Ma,
esso trova, inconfutabilmente, le sue radici, nel complesso organismo sociale di
alcune tribù montanare della Tessaglia, del basso Epiro, della Prevalitania e
della Dardania, nel periodo in cui queste regioni , ormai, vennero costituite
come province dell'Impero Bizantino (XI secolo d.C.).
Queste
popolazioni, per la natura dei luoghi da loro abitati, si distinsero dalle
nuove emergenti societe slave, conservando integra la loro tribale autoctonia.
La figlia dell'Imperatore bizantino Alessio I Comneno, la colta e gnostica Anna
Comneno (1083-1150), nella sua opera storica "Alessiade", li denomina
"Albanitoi" caratterizzandoli nella loro fiera tribalità " abasileuti" cioè
senza re (dal greco a privativo e basileus = re).
Nonostante la varie invasioni e occupazioni straniere,
essi vivevano in gruppi tribali indipendenti, senza riconoscere forme di
gerarchia statalizzata. Popolando le impervie regioni montagnose e organizzati
in "fis" o tribù, loro proncipale attività di sostentamento era la
pastorizia e l'agricoltura.
Coloro
che abitavano i villaggi ( katund), difendevano con fiero orgoglio le
loro costumanze tradizionali, non riconoscevano vincoli di vassallaggio e non si
assogettavano a pagamenti di imposta e a rendite feudali. Non era raro che le
tribù montanare si ribellassero con le armi a qualsiasi costrizione fiscale,
come quando, Niceforo, governatore bizantino, con incursioni vessatorie dei suoi
agenti fiscali, tentò di assoggettare quelle popolazioni.

# ESERCIZIO ASSEGNATO 1
Nel brano sulle tribù montanare, che cosa significa il termine "abasileuti"?
Il brano e i record non hanno alcun legame tra loro.

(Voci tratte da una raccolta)
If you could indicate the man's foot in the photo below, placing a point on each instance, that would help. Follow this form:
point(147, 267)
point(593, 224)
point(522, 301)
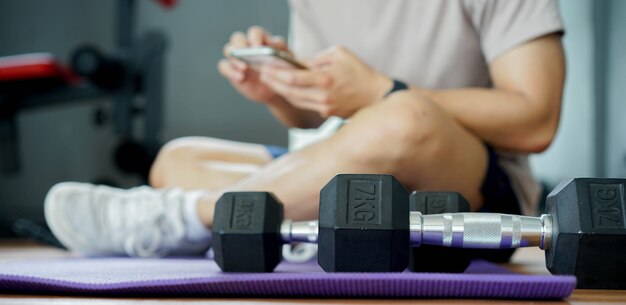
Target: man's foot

# ESERCIZIO ASSEGNATO 2
Inserisci in una lista JSON di stringhe tutte le righe dei record, una stringa per riga, tralasciando le righe vuote e le immagini.

# RISPOSTA 1
Significa "senza re".

# RISPOSTA 2
[
  "If you could indicate the man's foot in the photo below, placing a point on each instance, that would help. Follow this form:",
  "point(147, 267)",
  "point(593, 224)",
  "point(522, 301)",
  "Target: man's foot"
]